What is asked
Return, exactly, the line that contains "Tag the agricultural" together with all lines after it to the end of the entries, and no further lines.

[Source records]
* Start *
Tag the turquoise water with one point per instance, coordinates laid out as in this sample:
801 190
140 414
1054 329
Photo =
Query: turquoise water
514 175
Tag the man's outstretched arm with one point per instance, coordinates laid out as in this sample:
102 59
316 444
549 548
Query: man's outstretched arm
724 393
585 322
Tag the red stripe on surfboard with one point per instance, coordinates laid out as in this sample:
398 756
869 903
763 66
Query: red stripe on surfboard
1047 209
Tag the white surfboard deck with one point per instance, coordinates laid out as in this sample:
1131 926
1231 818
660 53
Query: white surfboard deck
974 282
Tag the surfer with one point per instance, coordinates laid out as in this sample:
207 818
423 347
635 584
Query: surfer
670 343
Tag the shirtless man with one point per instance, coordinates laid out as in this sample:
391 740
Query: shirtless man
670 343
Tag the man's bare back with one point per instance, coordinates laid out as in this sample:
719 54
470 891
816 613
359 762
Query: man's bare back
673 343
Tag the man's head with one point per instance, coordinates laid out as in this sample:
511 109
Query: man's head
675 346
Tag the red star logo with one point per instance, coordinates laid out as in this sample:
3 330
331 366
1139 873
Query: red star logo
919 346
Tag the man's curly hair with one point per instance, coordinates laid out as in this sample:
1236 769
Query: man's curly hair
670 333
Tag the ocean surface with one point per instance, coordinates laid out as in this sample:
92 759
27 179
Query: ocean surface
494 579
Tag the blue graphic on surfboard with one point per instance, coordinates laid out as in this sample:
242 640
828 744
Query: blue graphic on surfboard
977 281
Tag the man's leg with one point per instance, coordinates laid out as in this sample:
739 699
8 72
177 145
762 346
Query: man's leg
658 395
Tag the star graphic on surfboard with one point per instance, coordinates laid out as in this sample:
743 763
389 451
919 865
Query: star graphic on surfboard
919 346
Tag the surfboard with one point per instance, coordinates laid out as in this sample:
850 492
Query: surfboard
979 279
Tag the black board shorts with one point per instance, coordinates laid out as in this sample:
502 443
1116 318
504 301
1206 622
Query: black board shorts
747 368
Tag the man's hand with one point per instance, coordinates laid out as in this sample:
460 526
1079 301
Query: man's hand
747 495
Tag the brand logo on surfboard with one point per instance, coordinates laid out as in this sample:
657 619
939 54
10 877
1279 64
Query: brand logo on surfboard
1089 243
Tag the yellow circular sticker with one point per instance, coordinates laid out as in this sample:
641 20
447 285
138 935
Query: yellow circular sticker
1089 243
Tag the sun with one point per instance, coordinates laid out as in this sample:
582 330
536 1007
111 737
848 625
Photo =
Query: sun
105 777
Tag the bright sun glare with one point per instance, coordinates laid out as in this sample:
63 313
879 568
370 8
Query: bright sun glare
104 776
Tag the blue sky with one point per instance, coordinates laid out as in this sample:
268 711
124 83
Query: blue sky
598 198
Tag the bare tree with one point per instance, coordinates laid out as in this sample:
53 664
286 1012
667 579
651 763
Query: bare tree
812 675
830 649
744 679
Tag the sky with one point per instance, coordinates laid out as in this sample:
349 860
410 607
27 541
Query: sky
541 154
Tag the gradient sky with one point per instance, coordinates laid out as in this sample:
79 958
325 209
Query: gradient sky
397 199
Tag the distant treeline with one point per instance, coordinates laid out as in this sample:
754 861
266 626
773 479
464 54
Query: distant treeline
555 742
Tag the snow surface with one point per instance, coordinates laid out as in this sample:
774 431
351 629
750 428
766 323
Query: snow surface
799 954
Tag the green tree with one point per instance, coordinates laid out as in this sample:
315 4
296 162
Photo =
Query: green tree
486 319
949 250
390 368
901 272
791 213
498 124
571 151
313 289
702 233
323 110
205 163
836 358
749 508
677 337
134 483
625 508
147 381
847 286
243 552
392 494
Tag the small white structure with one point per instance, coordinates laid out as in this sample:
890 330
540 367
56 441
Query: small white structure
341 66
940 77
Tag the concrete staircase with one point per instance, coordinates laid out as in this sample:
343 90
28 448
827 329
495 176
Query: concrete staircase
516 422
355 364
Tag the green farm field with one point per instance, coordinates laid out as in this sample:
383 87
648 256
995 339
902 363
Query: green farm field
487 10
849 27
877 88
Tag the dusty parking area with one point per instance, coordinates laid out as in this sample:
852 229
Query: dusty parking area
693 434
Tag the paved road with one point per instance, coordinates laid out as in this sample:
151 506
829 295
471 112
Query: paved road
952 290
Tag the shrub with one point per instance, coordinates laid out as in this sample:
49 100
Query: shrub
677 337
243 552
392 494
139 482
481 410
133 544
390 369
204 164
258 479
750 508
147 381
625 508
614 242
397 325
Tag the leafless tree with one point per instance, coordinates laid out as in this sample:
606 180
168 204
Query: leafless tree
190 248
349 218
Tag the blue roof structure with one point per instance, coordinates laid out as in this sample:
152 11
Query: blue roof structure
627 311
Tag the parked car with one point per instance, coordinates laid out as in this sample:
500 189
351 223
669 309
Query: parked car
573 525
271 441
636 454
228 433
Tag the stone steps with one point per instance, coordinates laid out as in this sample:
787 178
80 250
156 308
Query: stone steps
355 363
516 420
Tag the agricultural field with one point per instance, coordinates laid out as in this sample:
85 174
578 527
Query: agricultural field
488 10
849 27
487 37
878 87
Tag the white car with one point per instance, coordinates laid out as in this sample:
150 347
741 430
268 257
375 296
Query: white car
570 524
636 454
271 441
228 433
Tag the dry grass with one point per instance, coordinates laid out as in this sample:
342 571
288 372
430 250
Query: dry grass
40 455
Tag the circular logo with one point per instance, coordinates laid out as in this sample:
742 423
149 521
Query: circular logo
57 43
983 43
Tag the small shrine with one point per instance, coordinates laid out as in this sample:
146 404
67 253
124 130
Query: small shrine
* End *
Response to the exercise
Tag the agricultural field with one point per instance, coordinates laid out as in this sample:
85 174
578 527
Query: agricultural field
488 10
849 27
487 37
878 87
Tag the white car with one point per instance, coordinates laid out as in this sample:
150 347
741 430
268 257
375 296
Query: white car
570 524
636 454
271 441
228 433
Tag the dry grass with one point per instance, coordinates laid out as in this sample:
342 571
288 372
430 250
Query: dry grass
40 455
Tag the circular logo with one point per instance, coordinates laid out as in this sample:
742 423
149 521
Query: circular logo
57 43
983 43
Tag the small shrine with one point per instance, coordinates laid out as in this sample:
146 404
67 253
124 130
Query: small shrine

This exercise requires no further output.